AIM OF THE TASK -
Please translate this sentence from the footnote on sales to affiliates below into Spanish: "Natural gas, crude oil, blendstock and other intermediate products were sold to WRB Refining LLC."

TEXT EXCERPT -
******************************

Operating revenues (a)
 $1,892  4,001  3,365  7,172
Purchases (b)
  3,168  5,693  5,650  10,092
Operating expenses and selling, general and administrative expenses (c)
  71  127  157  243
Net interest expense (d)
  20  19  39  40
 
 
(a) We sold natural gas to DCP Midstream, LLC and crude oil to the Malaysian Refining Company Sdn. Bhd. (MRC), among others, for processing and marketing. Natural gas liquids, solvents and petrochemical feedstocks were sold to Chevron Phillips Chemical Company LLC (CPChem), gas oil and hydrogen feedstocks were sold to Excel Paralubes and refined products were sold primarily to CFJ Properties and LUKOIL. Natural gas, crude oil, blendstock and other intermediate products were sold to WRB Refining LLC. In addition, we charged several of our affiliates including CPChem and Merey Sweeny, L.P. (MSLP) for the use of common facilities, such as steam generators, waste and water treaters, and warehouse facilities.

******************************

RECORDS SHOWN -
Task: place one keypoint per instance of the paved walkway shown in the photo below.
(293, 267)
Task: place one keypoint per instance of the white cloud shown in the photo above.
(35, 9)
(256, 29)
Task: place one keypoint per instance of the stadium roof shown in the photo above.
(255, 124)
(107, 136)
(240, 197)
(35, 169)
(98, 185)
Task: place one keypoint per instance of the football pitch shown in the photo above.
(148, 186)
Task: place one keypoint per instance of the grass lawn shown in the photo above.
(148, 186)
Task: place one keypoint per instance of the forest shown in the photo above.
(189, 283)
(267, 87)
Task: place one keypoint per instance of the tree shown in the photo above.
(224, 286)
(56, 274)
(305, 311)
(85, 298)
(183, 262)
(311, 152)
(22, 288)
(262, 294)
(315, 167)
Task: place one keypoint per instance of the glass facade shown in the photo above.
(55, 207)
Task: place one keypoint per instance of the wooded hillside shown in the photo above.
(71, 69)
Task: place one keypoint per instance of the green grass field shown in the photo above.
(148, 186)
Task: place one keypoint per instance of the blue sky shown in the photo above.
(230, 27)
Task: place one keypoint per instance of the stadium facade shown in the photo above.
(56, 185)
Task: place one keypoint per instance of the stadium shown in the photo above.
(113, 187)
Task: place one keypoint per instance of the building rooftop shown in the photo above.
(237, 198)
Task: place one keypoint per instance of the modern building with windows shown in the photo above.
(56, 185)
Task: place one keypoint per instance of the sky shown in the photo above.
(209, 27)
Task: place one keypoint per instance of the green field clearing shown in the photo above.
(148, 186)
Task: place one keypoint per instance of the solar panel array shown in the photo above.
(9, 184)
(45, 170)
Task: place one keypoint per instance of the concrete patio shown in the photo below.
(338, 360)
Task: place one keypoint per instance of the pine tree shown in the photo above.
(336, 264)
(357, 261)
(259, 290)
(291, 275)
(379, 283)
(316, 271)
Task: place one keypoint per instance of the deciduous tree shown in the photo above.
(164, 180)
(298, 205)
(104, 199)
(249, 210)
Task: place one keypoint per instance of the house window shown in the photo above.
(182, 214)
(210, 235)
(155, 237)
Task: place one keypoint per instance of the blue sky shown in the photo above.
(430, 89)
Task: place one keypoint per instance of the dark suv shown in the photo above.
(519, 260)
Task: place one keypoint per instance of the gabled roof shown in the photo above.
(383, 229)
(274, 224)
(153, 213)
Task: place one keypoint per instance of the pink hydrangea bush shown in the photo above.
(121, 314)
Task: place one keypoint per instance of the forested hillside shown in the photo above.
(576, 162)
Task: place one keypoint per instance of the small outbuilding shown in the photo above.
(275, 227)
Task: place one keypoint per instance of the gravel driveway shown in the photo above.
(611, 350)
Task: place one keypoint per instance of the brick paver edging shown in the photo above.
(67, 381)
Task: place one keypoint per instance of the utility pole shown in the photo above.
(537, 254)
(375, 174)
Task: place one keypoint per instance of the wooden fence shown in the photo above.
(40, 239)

******************************

FINISHED EXERCISE -
Se vendieron gas natural, petróleo crudo, componentes de mezcla y otros productos intermedios a WRB Refining LLC.